* [Text block]
______
True love is the state of your mind in which there are zero conflicts , no
violence , just a light a joy you want to share . This sharing is called Love
. I have found something and i wanted to share it, this sharing is called
Love. Love is your own internal condition/state . It's not at all something to
do with the other person . Love is not like you got someone , it's "You found
yourself" .

------
dctoedt
The author's ex, Daniel, did the right thing by breaking up with her. He was
fairly sure that he didn't see a long-term future with the author. It would
have disserved both of them — and been woefully unfair to her — for him to
keep seeing her just out of habit and convenience. Both of them would have
been at least somewhat foreclosed from other romantic opportunities that, at
least in his eyes, would have been a better fit.

------
jayalpha
Man, you will know. Trust me. But in general:

"Don't have sex man. It leads to kissing and pretty soon you have to start
talking to them."

Steve Martin

------
westurner
Where is the feeling felt? Is there an associated color or a shape or a
kinesiologic position?

"Love styles"
[https://en.wikipedia.org/wiki/Love_styles](https://en.wikipedia.org/wiki/Love_styles)

"Greek words for love"
[https://en.wikipedia.org/wiki/Greek_words_for_love](https://en.wikipedia.org/wiki/Greek_words_for_love)

------
neom
I wonder how Ayn Rand would feel about this article.
[https://www.youtube.com/watch?v=wMNUdDC4tEc](https://www.youtube.com/watch?v=wMNUdDC4tEc)

------
skilled
Gather around friends, the wine is on me.
______
* [Given problem 1]
In the forum thread, to whom is the quotation about kissing attributed?

* [Dataset records]
______
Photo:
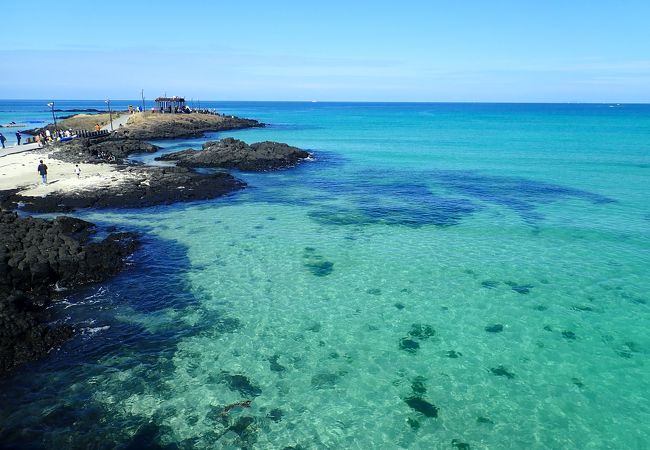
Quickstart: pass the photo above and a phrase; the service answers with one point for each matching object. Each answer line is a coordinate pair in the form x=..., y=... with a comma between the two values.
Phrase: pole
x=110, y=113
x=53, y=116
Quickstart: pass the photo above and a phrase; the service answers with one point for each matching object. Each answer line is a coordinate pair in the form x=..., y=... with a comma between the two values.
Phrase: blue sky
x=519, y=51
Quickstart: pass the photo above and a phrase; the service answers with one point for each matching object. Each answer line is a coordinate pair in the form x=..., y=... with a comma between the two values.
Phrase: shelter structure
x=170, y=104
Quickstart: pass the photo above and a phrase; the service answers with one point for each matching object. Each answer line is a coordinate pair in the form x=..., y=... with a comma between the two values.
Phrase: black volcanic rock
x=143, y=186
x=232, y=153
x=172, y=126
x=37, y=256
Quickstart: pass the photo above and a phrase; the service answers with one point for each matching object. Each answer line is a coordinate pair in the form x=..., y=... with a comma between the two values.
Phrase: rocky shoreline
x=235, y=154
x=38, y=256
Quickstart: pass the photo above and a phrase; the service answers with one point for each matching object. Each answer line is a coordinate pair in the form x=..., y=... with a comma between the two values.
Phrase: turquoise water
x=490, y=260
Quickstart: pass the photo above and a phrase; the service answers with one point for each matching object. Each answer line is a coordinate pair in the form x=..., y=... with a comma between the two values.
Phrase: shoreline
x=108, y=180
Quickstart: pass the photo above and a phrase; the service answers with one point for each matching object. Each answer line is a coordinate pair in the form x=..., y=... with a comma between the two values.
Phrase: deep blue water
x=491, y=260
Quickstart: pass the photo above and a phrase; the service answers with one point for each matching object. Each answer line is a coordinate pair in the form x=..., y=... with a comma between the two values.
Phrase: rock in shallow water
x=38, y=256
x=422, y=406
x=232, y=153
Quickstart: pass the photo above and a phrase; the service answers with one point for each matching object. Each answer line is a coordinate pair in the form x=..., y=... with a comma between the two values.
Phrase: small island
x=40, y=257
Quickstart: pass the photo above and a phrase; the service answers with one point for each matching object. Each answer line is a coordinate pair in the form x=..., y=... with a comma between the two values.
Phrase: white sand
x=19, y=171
______
* [Given problem 2]
Identify each line in the entries that contains the string "shoreline".

* [Finished answer 1]
Steve Martin

* [Finished answer 2]
Phrase: rocky shoreline
Phrase: shoreline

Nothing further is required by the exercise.